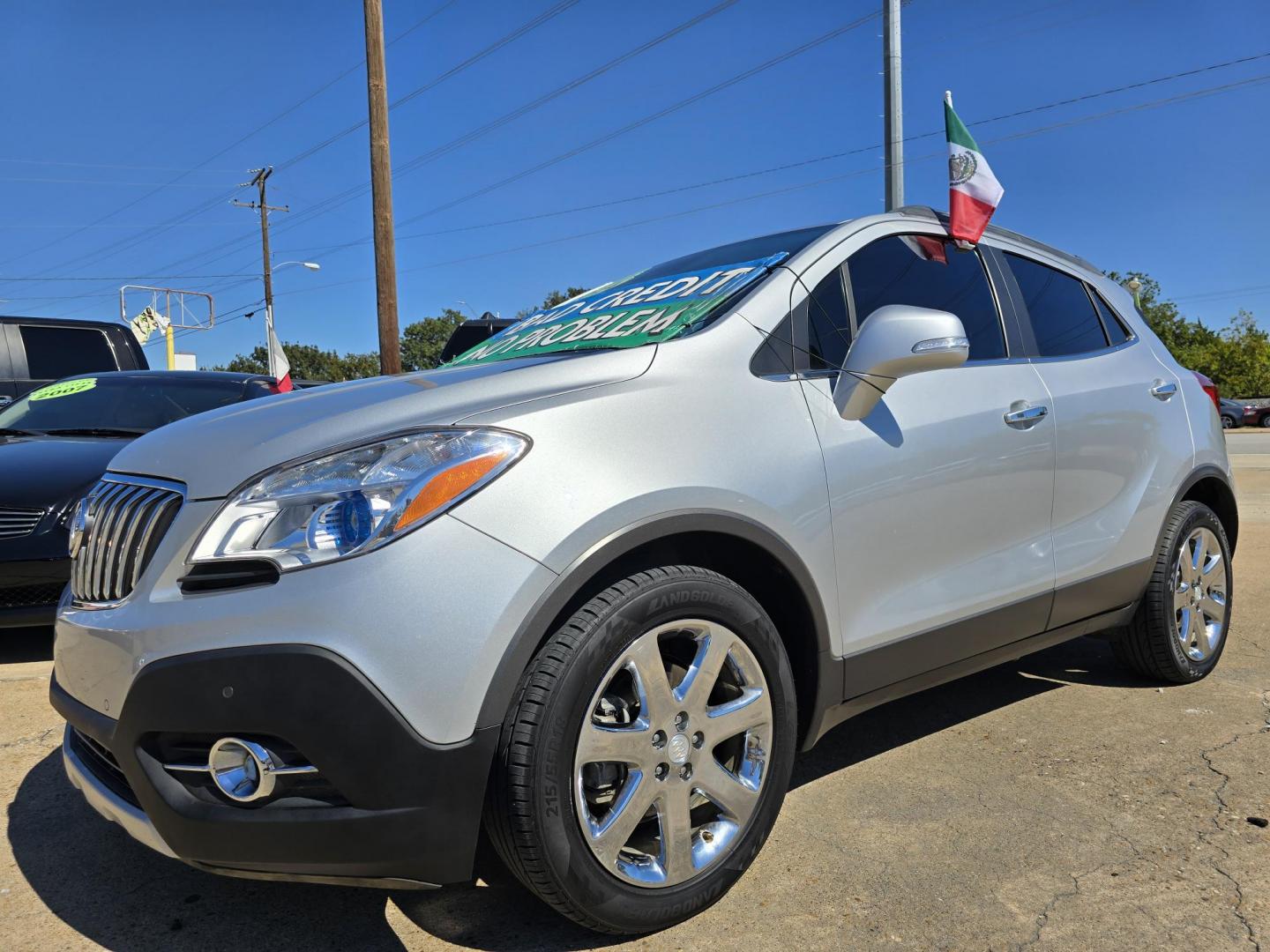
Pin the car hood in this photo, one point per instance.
(51, 472)
(215, 452)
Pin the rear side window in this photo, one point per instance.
(925, 271)
(61, 352)
(1111, 323)
(828, 328)
(1062, 315)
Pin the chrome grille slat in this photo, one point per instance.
(101, 527)
(16, 524)
(126, 519)
(156, 516)
(126, 536)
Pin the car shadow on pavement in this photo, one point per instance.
(898, 723)
(123, 896)
(20, 645)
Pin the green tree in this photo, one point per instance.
(551, 300)
(1236, 358)
(308, 362)
(423, 340)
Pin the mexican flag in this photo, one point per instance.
(975, 192)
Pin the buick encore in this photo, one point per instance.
(594, 584)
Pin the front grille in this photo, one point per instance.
(103, 766)
(124, 524)
(31, 596)
(16, 524)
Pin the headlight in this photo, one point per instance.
(357, 499)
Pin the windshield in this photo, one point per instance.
(658, 303)
(122, 405)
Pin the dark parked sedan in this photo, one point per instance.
(57, 441)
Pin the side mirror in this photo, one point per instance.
(895, 342)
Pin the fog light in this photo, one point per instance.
(242, 770)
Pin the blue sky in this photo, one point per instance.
(130, 123)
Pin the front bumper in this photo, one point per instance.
(29, 591)
(407, 811)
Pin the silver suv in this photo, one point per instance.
(592, 585)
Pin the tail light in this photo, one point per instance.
(1209, 387)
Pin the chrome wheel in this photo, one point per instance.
(1199, 596)
(672, 753)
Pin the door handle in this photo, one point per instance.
(1027, 417)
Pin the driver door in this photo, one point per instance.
(940, 508)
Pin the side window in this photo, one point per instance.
(925, 271)
(60, 352)
(1062, 315)
(828, 328)
(1111, 323)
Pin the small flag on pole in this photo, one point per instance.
(280, 366)
(975, 192)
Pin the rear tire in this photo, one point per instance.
(614, 767)
(1181, 623)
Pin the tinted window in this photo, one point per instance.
(828, 329)
(1116, 329)
(748, 250)
(136, 404)
(61, 352)
(1062, 315)
(929, 271)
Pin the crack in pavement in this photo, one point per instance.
(1223, 807)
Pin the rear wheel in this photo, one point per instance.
(646, 755)
(1179, 629)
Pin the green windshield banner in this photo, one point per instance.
(65, 389)
(625, 314)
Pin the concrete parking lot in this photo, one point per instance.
(1054, 802)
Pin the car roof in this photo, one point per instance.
(58, 322)
(228, 376)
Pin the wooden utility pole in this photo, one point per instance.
(893, 104)
(381, 190)
(260, 176)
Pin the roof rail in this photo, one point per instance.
(927, 213)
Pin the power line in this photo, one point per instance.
(652, 117)
(335, 201)
(216, 202)
(798, 164)
(303, 216)
(348, 195)
(435, 81)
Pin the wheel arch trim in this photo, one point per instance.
(603, 554)
(1208, 471)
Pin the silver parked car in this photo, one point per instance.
(596, 583)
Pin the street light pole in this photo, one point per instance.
(260, 176)
(381, 190)
(893, 106)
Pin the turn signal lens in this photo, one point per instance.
(447, 485)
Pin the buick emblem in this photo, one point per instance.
(79, 527)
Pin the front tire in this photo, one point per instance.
(1180, 628)
(648, 752)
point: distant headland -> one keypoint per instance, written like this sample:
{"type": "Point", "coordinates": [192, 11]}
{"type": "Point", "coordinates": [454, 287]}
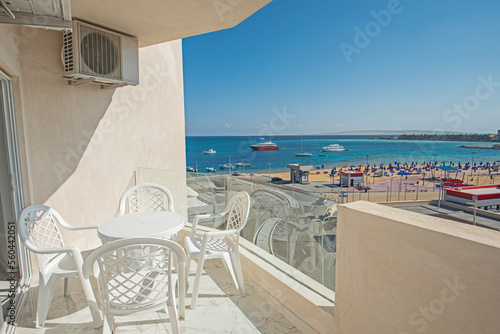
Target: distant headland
{"type": "Point", "coordinates": [490, 137]}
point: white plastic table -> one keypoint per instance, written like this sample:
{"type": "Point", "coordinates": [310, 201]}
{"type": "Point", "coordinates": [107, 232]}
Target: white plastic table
{"type": "Point", "coordinates": [154, 224]}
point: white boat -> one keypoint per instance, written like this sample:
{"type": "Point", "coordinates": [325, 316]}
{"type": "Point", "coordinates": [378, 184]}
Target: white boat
{"type": "Point", "coordinates": [226, 166]}
{"type": "Point", "coordinates": [267, 146]}
{"type": "Point", "coordinates": [333, 148]}
{"type": "Point", "coordinates": [302, 153]}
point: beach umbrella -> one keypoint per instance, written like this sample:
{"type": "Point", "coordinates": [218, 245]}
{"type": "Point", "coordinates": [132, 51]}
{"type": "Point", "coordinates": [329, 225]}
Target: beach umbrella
{"type": "Point", "coordinates": [448, 169]}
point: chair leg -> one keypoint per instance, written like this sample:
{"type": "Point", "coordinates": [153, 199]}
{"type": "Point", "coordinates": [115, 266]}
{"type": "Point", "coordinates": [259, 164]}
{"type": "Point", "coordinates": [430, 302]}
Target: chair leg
{"type": "Point", "coordinates": [45, 293]}
{"type": "Point", "coordinates": [188, 265]}
{"type": "Point", "coordinates": [68, 285]}
{"type": "Point", "coordinates": [235, 260]}
{"type": "Point", "coordinates": [89, 294]}
{"type": "Point", "coordinates": [108, 326]}
{"type": "Point", "coordinates": [228, 263]}
{"type": "Point", "coordinates": [172, 313]}
{"type": "Point", "coordinates": [196, 286]}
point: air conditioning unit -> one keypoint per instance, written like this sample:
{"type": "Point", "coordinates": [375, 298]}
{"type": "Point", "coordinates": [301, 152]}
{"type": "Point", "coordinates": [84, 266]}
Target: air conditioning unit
{"type": "Point", "coordinates": [95, 55]}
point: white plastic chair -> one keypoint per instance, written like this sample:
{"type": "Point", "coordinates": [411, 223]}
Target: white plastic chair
{"type": "Point", "coordinates": [146, 197]}
{"type": "Point", "coordinates": [219, 244]}
{"type": "Point", "coordinates": [136, 276]}
{"type": "Point", "coordinates": [38, 230]}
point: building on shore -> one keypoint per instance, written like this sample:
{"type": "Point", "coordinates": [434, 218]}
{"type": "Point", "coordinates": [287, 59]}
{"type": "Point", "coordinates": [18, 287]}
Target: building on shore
{"type": "Point", "coordinates": [351, 179]}
{"type": "Point", "coordinates": [299, 173]}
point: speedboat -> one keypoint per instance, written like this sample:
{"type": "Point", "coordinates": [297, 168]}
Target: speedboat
{"type": "Point", "coordinates": [302, 153]}
{"type": "Point", "coordinates": [267, 146]}
{"type": "Point", "coordinates": [333, 148]}
{"type": "Point", "coordinates": [226, 166]}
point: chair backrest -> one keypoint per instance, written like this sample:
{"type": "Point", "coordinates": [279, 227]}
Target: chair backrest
{"type": "Point", "coordinates": [135, 274]}
{"type": "Point", "coordinates": [146, 197]}
{"type": "Point", "coordinates": [238, 209]}
{"type": "Point", "coordinates": [38, 229]}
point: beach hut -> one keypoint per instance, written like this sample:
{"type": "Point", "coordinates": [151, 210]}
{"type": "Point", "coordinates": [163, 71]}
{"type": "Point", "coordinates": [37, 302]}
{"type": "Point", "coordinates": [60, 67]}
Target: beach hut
{"type": "Point", "coordinates": [299, 173]}
{"type": "Point", "coordinates": [351, 179]}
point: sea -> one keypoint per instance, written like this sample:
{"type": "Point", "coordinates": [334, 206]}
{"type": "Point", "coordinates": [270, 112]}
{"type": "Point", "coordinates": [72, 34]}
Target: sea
{"type": "Point", "coordinates": [361, 150]}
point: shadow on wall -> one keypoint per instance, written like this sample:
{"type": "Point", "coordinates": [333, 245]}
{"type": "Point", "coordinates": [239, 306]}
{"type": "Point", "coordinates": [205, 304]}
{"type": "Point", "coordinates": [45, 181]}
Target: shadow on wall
{"type": "Point", "coordinates": [61, 122]}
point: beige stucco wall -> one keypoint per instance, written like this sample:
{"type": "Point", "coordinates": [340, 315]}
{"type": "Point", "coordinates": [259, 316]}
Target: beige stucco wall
{"type": "Point", "coordinates": [402, 272]}
{"type": "Point", "coordinates": [82, 144]}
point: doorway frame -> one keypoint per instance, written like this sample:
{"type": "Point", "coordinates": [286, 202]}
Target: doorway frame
{"type": "Point", "coordinates": [14, 166]}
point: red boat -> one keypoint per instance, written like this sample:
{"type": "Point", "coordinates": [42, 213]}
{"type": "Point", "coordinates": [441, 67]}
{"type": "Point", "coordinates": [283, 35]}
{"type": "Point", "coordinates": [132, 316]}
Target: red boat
{"type": "Point", "coordinates": [267, 146]}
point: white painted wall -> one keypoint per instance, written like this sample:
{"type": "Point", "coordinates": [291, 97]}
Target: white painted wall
{"type": "Point", "coordinates": [80, 145]}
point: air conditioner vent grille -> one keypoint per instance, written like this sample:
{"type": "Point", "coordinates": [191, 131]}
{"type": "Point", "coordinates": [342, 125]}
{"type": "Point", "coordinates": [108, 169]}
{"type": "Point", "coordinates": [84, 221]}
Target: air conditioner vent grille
{"type": "Point", "coordinates": [100, 53]}
{"type": "Point", "coordinates": [68, 51]}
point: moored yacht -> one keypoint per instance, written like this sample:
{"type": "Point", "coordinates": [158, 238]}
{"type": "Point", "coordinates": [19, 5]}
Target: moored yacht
{"type": "Point", "coordinates": [267, 146]}
{"type": "Point", "coordinates": [333, 148]}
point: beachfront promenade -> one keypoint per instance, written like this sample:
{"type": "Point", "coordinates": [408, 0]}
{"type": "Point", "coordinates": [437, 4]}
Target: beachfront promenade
{"type": "Point", "coordinates": [392, 187]}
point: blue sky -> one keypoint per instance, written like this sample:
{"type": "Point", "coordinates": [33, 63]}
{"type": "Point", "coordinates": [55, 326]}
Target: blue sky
{"type": "Point", "coordinates": [326, 66]}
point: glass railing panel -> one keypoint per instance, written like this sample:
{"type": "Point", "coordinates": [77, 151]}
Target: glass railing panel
{"type": "Point", "coordinates": [295, 227]}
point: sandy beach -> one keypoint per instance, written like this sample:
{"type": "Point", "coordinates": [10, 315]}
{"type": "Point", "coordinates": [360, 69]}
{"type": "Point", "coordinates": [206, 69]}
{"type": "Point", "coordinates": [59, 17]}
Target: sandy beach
{"type": "Point", "coordinates": [396, 187]}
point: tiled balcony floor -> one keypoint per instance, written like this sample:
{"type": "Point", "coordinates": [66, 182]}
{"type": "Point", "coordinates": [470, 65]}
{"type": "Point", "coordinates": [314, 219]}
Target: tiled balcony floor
{"type": "Point", "coordinates": [220, 309]}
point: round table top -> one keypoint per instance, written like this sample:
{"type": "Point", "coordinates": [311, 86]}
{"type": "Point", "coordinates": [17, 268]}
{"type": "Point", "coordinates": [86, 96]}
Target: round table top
{"type": "Point", "coordinates": [152, 224]}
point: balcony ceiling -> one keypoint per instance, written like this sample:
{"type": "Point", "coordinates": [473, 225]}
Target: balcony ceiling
{"type": "Point", "coordinates": [158, 21]}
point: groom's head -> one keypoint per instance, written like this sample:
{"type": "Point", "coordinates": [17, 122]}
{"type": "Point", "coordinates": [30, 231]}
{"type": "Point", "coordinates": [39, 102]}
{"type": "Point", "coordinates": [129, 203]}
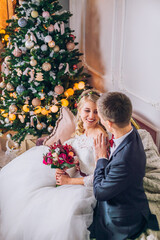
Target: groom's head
{"type": "Point", "coordinates": [115, 108]}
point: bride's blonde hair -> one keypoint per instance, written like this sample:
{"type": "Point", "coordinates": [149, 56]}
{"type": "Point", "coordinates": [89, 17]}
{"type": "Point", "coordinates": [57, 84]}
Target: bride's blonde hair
{"type": "Point", "coordinates": [91, 95]}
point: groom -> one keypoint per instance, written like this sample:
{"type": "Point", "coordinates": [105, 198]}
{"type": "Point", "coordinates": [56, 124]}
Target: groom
{"type": "Point", "coordinates": [122, 209]}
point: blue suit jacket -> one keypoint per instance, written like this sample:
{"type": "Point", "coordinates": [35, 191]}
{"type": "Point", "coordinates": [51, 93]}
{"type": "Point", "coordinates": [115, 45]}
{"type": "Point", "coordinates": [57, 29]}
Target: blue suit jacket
{"type": "Point", "coordinates": [118, 187]}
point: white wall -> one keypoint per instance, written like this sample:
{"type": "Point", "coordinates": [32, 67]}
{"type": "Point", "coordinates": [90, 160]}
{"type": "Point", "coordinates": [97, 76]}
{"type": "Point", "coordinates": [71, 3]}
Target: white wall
{"type": "Point", "coordinates": [120, 40]}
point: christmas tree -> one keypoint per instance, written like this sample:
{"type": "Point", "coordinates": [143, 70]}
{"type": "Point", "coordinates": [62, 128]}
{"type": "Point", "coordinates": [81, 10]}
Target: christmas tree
{"type": "Point", "coordinates": [40, 69]}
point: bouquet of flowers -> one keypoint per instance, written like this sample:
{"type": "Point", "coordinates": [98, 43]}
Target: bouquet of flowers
{"type": "Point", "coordinates": [60, 156]}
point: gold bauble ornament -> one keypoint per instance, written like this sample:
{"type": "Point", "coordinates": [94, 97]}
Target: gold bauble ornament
{"type": "Point", "coordinates": [9, 87]}
{"type": "Point", "coordinates": [56, 48]}
{"type": "Point", "coordinates": [54, 109]}
{"type": "Point", "coordinates": [46, 66]}
{"type": "Point", "coordinates": [26, 108]}
{"type": "Point", "coordinates": [64, 102]}
{"type": "Point", "coordinates": [51, 44]}
{"type": "Point", "coordinates": [36, 102]}
{"type": "Point", "coordinates": [59, 89]}
{"type": "Point", "coordinates": [34, 14]}
{"type": "Point", "coordinates": [70, 46]}
{"type": "Point", "coordinates": [12, 117]}
{"type": "Point", "coordinates": [13, 108]}
{"type": "Point", "coordinates": [37, 110]}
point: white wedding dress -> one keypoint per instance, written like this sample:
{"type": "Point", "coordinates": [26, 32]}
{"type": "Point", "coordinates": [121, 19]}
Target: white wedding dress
{"type": "Point", "coordinates": [33, 208]}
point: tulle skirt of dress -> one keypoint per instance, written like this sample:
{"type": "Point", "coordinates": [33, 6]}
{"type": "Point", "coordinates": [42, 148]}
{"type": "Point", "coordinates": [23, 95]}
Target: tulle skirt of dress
{"type": "Point", "coordinates": [33, 208]}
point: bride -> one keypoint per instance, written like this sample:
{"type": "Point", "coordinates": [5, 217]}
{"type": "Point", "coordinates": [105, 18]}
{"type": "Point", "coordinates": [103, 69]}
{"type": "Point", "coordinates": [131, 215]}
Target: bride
{"type": "Point", "coordinates": [32, 207]}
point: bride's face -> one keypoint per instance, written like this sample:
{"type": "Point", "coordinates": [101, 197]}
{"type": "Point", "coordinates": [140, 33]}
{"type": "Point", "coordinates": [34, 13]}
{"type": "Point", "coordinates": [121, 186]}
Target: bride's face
{"type": "Point", "coordinates": [89, 114]}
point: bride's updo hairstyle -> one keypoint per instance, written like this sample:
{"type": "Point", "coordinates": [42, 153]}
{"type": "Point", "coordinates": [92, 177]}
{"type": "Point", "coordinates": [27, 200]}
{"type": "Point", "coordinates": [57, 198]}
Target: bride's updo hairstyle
{"type": "Point", "coordinates": [87, 95]}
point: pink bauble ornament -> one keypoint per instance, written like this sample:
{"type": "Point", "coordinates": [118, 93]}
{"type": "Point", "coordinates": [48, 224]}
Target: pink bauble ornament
{"type": "Point", "coordinates": [45, 14]}
{"type": "Point", "coordinates": [17, 52]}
{"type": "Point", "coordinates": [56, 48]}
{"type": "Point", "coordinates": [29, 44]}
{"type": "Point", "coordinates": [70, 46]}
{"type": "Point", "coordinates": [51, 44]}
{"type": "Point", "coordinates": [2, 84]}
{"type": "Point", "coordinates": [48, 39]}
{"type": "Point", "coordinates": [9, 87]}
{"type": "Point", "coordinates": [7, 59]}
{"type": "Point", "coordinates": [36, 102]}
{"type": "Point", "coordinates": [39, 126]}
{"type": "Point", "coordinates": [59, 89]}
{"type": "Point", "coordinates": [13, 108]}
{"type": "Point", "coordinates": [46, 66]}
{"type": "Point", "coordinates": [33, 62]}
{"type": "Point", "coordinates": [51, 28]}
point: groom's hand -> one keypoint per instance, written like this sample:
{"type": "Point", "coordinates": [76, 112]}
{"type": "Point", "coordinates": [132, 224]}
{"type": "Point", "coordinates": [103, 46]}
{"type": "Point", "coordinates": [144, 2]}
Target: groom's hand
{"type": "Point", "coordinates": [100, 144]}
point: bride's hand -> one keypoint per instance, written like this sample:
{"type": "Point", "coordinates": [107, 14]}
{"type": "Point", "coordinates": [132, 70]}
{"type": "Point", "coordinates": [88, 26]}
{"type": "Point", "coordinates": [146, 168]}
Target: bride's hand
{"type": "Point", "coordinates": [63, 179]}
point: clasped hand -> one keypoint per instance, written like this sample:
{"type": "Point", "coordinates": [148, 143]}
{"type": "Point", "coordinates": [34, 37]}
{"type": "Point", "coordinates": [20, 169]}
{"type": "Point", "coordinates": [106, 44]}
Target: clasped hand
{"type": "Point", "coordinates": [100, 145]}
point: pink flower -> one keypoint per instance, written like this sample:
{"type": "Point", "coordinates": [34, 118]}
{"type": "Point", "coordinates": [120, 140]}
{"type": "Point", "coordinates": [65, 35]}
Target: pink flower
{"type": "Point", "coordinates": [44, 161]}
{"type": "Point", "coordinates": [63, 156]}
{"type": "Point", "coordinates": [49, 160]}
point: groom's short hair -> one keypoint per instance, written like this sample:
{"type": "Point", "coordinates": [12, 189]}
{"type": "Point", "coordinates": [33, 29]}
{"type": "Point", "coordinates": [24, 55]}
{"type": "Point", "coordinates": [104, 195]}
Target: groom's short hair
{"type": "Point", "coordinates": [115, 107]}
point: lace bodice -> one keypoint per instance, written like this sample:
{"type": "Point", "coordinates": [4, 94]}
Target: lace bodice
{"type": "Point", "coordinates": [84, 149]}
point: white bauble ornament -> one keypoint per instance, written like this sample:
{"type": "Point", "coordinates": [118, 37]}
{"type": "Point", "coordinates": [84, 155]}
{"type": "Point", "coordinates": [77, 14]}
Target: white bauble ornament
^^^^^^^^
• TASK: Above are some records; copy exactly the lines from the one with "point: balcony ceiling" through the one with "point: groom's head", both included, and no others.

• EXERCISE ANSWER:
point: balcony ceiling -> one keypoint per instance, written like this sample:
{"type": "Point", "coordinates": [473, 225]}
Target: balcony ceiling
{"type": "Point", "coordinates": [158, 21]}
point: groom's head -> one keypoint per instance, written like this sample:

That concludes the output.